## LE PROBLÈME
Dans le texte sur le marché mondial du travail ci-dessous, relevez tous les éléments qui montrent que le diagnostic de Paul Krugman doit être nuancé deux décennies plus tard.
━━━ TEXTE FOURNI ━━━
1 Jan 1970
Le marché mondial du travail au risque du protectionnisme
Débat 5

Doit-on protéger le marché du travail du commerce international, des délocalisations, voire des migrations internationales ?
Avec l’émergence de nouvelles puissances industrielles à la main d’oeuvre (notamment non-qualifiée) abondante et bon marché, la mise en concurrence des salariés des économies avancées avec cette nouvelle offre de travail est souvent interprétée comme la cause des difficultés rencontrées par nos marchés du travail. Faut-il alors s’en protéger ? Mettre des obstacles à l’arrivée de travail bon marché contenu dans nos importations de biens et services ? Faut-il freiner les délocalisations de nos entreprises à la recherche non seulement de nouveaux marchés mais aussi de coûts de production plus bas ? Faut-il renoncer à l’immigration de travailleurs étrangers ? En 1995 le prix Nobel Paul Krugman soutenait la thèse selon laquelle c’était le progrès technique, plutôt que le commerce, qui poussait à l’accroissement des inégalités de salaire. Les effets de la spécialisation intersectorielle prédits par la théorie n’avaient pas l’ampleur suffisante pour rendre compte de la variation observée des écarts de salaires entre qualifiés et non qualifiés. Deux décennies plus tard, force est de constater que le diagnostic doit être nuancé : fractionnement des chaînes de valeur entraînant une demande accrue de qualifiés y compris dans les pays à bas salaires, déplacement des emplois au sein des branches industrielles plutôt qu’entre secteurs, enfin polarisation des salaires aux dépens des classes moyennes. Si le commerce international a pu contribuer à ouvrir l’échelle des salaires ou à développer le chômage dans certaines économies avancées, c’est qu’il impose des réallocations massives de ressource non pas seulement entre secteurs mais au sein de ceux-ci, et que nos sociétés, nos institutions y sont diversement préparées.
━━━ ENTRÉES RÉPERTORIÉES ━━━
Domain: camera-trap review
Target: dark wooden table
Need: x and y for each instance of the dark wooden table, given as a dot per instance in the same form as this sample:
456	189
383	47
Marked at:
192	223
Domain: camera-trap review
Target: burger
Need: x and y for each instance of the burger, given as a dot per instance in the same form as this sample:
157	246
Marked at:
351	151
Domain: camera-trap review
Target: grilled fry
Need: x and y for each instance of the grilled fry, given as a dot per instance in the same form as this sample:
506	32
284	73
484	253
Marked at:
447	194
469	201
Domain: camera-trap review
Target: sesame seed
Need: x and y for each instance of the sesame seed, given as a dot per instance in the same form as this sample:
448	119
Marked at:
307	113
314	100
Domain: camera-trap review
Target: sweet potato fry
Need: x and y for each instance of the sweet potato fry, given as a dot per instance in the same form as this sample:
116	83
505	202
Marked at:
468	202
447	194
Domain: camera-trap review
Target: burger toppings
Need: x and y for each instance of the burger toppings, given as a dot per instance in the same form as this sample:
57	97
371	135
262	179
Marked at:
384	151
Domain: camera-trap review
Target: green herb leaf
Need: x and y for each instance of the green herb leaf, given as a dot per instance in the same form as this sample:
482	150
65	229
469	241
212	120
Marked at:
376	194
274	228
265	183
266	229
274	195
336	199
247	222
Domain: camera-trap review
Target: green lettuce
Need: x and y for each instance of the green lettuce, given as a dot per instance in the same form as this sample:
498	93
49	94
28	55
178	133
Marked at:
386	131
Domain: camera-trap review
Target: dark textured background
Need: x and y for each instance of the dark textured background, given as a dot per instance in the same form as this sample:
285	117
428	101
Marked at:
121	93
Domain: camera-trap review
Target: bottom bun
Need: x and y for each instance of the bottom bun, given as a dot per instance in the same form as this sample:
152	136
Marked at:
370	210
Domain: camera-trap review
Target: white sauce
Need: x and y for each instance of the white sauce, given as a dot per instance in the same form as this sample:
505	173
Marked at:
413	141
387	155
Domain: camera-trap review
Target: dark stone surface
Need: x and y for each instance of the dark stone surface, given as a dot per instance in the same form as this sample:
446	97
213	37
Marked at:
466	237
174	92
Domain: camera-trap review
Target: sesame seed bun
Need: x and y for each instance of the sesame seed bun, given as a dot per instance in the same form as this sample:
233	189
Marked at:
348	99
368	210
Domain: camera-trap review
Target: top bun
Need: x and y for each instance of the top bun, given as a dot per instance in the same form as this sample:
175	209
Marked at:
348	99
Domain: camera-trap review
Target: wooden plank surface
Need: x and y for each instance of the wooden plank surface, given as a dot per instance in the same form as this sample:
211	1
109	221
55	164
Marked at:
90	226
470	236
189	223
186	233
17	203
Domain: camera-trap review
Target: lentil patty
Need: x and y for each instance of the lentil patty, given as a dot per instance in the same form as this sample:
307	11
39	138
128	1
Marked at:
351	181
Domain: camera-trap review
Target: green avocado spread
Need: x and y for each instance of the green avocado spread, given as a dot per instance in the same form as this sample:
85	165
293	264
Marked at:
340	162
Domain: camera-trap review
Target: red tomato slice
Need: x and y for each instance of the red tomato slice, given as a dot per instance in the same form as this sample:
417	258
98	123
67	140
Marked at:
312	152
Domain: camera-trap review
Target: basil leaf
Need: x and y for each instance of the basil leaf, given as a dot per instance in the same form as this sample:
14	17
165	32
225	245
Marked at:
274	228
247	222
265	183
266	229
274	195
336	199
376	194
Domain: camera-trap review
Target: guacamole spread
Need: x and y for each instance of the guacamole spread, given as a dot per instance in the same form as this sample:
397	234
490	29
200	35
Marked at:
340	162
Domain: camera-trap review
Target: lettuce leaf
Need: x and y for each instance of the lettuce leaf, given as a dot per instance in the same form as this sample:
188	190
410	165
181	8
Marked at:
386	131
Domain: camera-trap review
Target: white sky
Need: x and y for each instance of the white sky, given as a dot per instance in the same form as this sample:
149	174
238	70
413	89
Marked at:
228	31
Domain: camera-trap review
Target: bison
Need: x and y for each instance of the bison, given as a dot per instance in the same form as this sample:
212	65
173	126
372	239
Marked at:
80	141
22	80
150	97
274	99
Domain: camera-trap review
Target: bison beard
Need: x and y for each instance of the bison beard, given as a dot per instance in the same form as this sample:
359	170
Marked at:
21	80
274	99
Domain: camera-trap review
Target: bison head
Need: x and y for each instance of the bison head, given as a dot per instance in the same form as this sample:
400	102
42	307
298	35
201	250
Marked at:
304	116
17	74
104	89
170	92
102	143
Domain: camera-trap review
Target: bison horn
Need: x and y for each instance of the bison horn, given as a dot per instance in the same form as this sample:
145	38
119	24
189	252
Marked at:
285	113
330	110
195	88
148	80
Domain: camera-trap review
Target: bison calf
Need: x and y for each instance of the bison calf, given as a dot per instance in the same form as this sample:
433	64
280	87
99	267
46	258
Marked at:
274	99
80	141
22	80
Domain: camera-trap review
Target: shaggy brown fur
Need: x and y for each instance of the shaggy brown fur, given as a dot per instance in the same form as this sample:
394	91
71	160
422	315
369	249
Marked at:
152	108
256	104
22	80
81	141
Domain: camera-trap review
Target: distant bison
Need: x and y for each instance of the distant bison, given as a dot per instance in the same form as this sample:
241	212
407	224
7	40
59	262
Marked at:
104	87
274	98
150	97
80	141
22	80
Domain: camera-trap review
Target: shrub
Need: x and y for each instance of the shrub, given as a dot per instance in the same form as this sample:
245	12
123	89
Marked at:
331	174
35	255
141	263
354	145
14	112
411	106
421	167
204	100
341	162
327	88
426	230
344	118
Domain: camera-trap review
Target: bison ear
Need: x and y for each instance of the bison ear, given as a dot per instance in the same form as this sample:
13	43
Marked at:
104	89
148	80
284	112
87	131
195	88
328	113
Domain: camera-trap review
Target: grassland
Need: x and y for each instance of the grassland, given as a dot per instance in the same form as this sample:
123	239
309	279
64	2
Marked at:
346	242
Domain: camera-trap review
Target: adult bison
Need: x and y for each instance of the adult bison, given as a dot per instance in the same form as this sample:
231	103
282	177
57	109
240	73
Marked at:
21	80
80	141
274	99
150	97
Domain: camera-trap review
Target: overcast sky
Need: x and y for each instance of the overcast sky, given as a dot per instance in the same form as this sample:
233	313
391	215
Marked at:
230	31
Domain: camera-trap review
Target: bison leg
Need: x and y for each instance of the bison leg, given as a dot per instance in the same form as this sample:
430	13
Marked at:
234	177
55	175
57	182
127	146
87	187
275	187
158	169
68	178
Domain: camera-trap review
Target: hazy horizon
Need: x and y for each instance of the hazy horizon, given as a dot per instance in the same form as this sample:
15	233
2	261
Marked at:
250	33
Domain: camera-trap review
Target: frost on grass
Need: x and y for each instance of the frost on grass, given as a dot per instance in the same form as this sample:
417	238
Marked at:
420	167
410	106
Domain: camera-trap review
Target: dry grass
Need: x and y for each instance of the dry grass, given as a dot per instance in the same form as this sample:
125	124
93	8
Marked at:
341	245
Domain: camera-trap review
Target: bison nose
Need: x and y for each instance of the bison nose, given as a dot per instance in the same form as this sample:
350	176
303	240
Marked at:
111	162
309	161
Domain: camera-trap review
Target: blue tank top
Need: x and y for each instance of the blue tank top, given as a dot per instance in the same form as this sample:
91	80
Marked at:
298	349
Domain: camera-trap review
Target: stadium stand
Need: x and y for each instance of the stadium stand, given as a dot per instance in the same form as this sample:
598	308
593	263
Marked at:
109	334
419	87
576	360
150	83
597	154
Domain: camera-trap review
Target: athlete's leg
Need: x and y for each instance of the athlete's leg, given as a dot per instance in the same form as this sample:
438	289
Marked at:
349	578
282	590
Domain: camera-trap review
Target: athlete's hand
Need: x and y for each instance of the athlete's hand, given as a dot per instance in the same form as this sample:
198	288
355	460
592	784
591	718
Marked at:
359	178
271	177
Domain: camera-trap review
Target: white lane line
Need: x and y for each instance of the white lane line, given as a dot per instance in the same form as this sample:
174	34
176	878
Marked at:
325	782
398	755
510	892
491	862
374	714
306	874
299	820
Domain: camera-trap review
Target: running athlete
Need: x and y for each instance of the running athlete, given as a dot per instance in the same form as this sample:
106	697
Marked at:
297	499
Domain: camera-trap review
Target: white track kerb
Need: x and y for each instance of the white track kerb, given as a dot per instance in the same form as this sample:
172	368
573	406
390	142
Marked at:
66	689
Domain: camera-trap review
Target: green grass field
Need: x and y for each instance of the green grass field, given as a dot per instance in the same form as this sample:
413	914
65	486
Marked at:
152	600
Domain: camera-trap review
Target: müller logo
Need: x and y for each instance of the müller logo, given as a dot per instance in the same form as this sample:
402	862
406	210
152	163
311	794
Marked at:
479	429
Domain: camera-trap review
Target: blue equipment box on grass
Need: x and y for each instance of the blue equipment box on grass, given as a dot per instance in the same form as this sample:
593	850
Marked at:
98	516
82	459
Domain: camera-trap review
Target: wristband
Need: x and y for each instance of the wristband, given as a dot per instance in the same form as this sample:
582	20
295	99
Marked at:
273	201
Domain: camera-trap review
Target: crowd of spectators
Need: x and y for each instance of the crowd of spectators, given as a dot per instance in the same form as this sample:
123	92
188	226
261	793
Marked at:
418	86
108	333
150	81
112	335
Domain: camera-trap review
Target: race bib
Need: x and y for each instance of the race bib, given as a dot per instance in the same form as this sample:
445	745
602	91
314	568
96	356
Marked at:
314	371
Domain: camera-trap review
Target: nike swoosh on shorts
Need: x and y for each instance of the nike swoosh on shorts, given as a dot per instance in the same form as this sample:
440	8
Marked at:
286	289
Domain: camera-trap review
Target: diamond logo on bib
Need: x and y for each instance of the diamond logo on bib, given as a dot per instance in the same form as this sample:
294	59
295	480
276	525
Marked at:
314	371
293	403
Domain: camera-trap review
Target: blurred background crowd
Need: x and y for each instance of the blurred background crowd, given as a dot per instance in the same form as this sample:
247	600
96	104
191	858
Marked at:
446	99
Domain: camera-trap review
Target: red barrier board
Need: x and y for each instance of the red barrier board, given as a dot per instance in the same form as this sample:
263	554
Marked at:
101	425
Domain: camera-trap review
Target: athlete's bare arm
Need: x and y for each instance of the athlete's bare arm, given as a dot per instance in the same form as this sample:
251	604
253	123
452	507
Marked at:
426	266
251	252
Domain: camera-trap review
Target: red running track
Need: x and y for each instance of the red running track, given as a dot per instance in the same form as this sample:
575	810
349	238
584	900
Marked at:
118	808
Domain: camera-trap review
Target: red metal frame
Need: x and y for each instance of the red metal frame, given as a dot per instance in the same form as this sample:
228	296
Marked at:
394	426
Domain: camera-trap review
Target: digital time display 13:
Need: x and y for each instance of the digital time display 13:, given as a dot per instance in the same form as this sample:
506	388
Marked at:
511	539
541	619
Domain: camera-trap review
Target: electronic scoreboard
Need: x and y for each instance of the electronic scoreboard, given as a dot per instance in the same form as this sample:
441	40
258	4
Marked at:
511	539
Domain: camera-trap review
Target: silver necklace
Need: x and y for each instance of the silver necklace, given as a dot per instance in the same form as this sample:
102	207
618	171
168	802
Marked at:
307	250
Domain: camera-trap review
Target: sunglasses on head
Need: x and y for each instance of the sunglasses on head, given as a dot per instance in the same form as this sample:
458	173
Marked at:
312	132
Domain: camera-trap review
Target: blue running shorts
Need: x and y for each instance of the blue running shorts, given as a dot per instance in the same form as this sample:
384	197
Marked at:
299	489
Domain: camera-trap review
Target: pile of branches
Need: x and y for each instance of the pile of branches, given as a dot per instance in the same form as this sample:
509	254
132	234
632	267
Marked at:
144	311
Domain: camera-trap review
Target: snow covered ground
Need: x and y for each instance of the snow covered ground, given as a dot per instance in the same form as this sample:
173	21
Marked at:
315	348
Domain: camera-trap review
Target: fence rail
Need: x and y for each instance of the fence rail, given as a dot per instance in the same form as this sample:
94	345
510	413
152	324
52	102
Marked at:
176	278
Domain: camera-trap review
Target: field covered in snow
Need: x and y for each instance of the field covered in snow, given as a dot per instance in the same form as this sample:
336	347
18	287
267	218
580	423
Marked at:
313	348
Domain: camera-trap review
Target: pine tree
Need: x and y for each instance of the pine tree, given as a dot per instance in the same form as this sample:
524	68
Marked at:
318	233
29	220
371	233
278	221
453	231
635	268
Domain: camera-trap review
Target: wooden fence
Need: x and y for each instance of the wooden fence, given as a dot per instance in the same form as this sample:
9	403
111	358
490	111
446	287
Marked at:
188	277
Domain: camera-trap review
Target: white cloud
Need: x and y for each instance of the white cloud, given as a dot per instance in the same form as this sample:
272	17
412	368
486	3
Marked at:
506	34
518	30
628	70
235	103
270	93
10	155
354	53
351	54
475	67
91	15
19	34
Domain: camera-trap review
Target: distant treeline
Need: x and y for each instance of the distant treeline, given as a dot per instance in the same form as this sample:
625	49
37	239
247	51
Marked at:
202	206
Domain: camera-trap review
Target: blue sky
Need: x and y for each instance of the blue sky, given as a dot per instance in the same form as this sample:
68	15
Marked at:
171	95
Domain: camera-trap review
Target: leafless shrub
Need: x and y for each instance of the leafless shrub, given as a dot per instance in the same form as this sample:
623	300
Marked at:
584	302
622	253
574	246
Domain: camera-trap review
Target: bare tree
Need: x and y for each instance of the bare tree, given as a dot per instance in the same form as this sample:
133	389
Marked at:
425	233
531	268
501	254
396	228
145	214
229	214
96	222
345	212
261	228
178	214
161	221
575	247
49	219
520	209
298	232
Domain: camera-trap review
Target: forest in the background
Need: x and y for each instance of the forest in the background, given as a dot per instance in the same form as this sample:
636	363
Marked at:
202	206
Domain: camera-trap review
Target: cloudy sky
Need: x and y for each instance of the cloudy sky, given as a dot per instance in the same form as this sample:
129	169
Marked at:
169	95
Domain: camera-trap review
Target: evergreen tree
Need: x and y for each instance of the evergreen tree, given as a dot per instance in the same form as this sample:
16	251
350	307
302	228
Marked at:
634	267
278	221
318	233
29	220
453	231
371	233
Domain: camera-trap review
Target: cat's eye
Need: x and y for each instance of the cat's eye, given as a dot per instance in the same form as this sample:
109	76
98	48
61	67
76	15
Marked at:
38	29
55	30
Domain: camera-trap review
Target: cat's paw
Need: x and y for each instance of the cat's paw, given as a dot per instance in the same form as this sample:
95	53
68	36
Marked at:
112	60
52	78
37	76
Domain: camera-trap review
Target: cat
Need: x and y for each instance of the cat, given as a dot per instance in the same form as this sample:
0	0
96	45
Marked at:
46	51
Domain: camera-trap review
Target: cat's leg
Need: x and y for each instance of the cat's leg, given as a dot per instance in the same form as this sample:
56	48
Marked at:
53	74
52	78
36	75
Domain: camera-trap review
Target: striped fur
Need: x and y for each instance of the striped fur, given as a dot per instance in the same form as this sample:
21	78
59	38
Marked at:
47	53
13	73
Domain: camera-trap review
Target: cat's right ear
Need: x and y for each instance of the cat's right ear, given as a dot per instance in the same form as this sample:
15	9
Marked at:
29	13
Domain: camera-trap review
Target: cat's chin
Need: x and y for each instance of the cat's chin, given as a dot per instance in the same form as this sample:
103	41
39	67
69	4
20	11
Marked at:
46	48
━━━
## RÉSULTAT DE LA TÂCHE
- Le fractionnement des chaînes de valeur entraînant une demande accrue de qualifiés, y compris dans les pays à bas salaires
- Le déplacement des emplois au sein des branches industrielles plutôt qu'entre secteurs
- La polarisation des salaires aux dépens des classes moyennes